_What you will do:_
1. Set down the passage of the article on remote working starting at "When Covid-19 hit, cities" and ending at "to the office.", word for word.
2. Resume the article about companies calling staff back to the office, picking up after its final sentence.

_Text block:_
━━━━

Cape Town - Prolonged remote working has corporations nervous and property owners advocating for workers to return to their offices.
When Covid-19 hit, cities were ghost towns. Landlords were losing clients to rent their office spaces. To make up for the loss, companies are forcing people back to the office.
Crystal Hoole, organisational psychologist, and president of the Society for Industrial and Organisational Psychology of South Africa (SIOPSA), said some big corporates were actually nervous about their staff.
“Organisations feel vulnerable as they don’t know how the pandemic is going to continue to play out. As a result, they don’t want to pronounce on working from home, although we have yet to see a ‘great resignation’ trend in South Africa; with high unemployment, people cannot just leave their jobs.”
She conceded that most companies’ HR policies were inflexible and outdated.
“We talk about innovation but many of the practices and behaviours are not there to support this. There is not enough of an incentive for businesses to change these policies unless staff put their foot down. Pilots need to be done to see if hybrid models can be adopted successfully.”

━━━━

_Data for analysis:_
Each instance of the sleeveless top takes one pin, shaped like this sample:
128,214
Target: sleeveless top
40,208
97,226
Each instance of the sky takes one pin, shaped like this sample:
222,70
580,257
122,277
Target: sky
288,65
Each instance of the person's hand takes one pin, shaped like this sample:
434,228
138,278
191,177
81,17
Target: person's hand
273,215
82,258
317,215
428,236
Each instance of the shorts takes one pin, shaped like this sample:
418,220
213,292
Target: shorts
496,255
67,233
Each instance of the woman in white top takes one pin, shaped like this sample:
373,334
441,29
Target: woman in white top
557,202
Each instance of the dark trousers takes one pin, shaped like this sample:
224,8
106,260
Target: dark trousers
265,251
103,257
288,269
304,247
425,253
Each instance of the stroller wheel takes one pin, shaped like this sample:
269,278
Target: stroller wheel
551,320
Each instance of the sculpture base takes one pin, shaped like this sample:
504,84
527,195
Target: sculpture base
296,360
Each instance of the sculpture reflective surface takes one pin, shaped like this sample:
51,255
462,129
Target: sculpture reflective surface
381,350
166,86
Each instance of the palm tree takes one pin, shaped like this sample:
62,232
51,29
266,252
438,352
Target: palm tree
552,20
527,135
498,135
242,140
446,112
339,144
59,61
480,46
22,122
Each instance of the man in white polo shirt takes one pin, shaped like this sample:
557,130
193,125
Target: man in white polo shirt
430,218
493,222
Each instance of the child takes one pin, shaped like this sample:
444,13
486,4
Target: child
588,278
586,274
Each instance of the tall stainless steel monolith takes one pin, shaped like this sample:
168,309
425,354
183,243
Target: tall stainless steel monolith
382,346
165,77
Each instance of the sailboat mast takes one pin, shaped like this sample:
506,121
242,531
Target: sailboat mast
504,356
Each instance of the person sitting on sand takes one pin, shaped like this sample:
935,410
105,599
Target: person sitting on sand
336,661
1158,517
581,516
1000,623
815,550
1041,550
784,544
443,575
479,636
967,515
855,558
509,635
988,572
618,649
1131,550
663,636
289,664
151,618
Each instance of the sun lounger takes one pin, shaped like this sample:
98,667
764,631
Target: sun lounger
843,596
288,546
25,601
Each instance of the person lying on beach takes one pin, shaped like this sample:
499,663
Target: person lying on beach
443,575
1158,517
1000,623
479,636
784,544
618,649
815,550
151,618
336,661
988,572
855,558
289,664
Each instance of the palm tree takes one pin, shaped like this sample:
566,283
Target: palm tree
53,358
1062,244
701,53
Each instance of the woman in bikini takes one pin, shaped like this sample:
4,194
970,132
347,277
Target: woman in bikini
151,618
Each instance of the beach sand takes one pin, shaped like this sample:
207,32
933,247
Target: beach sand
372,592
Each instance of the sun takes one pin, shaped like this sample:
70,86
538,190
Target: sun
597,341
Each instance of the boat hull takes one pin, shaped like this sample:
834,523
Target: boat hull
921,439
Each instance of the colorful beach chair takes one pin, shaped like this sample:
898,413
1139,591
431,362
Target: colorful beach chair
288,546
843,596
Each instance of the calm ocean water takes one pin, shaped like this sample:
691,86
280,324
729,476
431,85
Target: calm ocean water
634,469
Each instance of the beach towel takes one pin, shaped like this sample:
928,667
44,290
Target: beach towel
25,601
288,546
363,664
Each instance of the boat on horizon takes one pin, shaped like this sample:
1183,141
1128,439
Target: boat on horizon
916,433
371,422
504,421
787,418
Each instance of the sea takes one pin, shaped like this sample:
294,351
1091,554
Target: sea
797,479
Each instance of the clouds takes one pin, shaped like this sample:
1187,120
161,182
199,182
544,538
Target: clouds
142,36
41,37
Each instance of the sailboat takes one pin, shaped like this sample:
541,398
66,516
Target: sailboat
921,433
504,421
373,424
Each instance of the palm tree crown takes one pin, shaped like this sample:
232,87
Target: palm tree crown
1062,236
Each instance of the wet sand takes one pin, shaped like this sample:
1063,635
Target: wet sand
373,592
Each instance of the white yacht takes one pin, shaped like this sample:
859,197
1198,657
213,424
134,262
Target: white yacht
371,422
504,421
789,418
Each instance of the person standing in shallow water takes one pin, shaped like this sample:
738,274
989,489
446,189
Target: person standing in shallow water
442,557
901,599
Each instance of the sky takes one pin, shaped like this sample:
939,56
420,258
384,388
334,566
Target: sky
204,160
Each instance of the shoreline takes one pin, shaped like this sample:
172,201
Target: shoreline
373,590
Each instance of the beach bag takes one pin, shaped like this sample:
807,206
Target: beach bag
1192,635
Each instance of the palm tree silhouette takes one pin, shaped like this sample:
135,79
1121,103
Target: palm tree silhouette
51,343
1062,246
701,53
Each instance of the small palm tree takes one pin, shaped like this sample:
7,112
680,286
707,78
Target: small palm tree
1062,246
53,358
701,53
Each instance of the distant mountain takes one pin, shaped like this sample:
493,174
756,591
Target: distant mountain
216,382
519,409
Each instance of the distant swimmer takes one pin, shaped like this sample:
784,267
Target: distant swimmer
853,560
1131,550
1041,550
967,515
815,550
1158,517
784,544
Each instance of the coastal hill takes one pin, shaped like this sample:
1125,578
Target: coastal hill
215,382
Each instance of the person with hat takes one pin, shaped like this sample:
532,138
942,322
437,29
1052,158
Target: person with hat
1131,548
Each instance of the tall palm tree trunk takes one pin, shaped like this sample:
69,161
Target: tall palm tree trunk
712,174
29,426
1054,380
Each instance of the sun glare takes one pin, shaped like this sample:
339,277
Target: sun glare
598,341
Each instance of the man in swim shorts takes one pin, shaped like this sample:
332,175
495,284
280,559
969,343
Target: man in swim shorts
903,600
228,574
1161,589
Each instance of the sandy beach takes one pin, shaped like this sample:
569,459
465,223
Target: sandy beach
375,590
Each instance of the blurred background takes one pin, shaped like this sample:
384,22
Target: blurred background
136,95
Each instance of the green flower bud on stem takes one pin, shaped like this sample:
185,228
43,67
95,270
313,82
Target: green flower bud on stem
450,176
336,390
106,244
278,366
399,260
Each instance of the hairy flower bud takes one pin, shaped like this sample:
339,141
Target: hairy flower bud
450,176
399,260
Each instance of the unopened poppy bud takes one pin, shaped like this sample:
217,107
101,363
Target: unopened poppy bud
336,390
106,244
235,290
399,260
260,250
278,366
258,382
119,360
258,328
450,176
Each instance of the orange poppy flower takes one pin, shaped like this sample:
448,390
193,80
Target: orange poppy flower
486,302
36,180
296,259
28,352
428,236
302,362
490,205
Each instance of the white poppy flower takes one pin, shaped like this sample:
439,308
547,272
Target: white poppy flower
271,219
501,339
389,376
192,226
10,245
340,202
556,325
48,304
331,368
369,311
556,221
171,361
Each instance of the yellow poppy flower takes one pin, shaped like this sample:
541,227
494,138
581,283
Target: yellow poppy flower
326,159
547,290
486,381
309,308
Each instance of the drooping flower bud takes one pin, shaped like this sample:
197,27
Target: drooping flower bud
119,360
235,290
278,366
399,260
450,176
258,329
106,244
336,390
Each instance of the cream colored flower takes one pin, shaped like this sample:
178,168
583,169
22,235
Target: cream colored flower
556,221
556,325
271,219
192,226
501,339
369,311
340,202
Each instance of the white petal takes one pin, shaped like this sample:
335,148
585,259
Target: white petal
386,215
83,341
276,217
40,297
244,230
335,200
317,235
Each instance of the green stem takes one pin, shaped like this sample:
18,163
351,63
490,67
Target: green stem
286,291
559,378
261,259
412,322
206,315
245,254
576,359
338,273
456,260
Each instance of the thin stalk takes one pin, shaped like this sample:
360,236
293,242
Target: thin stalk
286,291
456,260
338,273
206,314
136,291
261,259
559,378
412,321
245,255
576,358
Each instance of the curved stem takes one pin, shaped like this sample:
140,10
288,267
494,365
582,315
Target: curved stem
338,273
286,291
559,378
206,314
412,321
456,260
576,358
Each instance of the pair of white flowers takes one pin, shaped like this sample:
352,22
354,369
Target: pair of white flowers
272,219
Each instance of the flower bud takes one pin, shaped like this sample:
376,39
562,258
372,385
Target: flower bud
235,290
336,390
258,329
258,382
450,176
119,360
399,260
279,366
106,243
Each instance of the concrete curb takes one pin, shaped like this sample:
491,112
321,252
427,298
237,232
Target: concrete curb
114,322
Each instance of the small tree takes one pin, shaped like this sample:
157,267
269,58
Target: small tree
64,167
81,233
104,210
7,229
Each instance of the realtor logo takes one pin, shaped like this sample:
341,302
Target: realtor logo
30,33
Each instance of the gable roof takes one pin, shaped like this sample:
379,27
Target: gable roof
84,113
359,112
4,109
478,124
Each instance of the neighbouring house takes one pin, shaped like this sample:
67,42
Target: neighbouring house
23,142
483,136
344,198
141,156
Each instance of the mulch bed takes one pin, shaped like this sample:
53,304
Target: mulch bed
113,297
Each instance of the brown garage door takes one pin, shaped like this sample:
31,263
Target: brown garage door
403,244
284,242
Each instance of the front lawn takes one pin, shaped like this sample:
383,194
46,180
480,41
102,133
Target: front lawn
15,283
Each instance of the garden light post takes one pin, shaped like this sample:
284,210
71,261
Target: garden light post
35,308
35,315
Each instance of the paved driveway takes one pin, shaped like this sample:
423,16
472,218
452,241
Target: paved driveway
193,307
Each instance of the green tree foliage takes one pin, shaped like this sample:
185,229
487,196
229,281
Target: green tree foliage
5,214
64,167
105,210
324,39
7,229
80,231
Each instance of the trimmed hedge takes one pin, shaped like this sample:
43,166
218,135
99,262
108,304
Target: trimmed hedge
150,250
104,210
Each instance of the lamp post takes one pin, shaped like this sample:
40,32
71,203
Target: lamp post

━━━━

_Task-by-task results:_
1.
When Covid-19 hit, cities were ghost towns. Landlords were losing clients to rent their office spaces. To make up for the loss, companies are forcing people back to the office.

2.
The Cape Town Central City Improvement District (CCID), which was funded by property owners, has been publishing articles advocating for the return to the office. “It’s time to come back to work!” it said in one article.
“In the short term, working remotely to prevent the spread of Covid-19 makes sense. But the office is irreplaceable in many respects. The workplace also plays a crucial role in ensuring the Cape Town Central City is the most successful in South Africa.”
The CEO of CCID, Tasso Evangelinos, went further and said he believed it was harder for teams to collaborate when they weren’t together. Evangelinos said while technology had allowed for productive home-based work, it was no replacement for the office.
“Working from home goes against human nature. Many people are feeling the impact of solo working. The novelty of not having to commute is starting to be replaced by a need to have somewhere to go in the morning.”
Activist Phethani Madzivhandila is of the view that with the world having advanced due to lockdown, workers must be allowed to work remotely from the comfort of their homes if possible.
“It saves a lot of time taken going to work, reduces traffic and saves a lot of productive hours workers can dedicate to work rather than evading traffic.”
He added that companies were in cahoots with property owners, because rent lords would be hit hard if companies stopped renting and went virtual. “It just shows how this class is organised in terms of seeking out rent monies from companies when the costs aren't even necessary.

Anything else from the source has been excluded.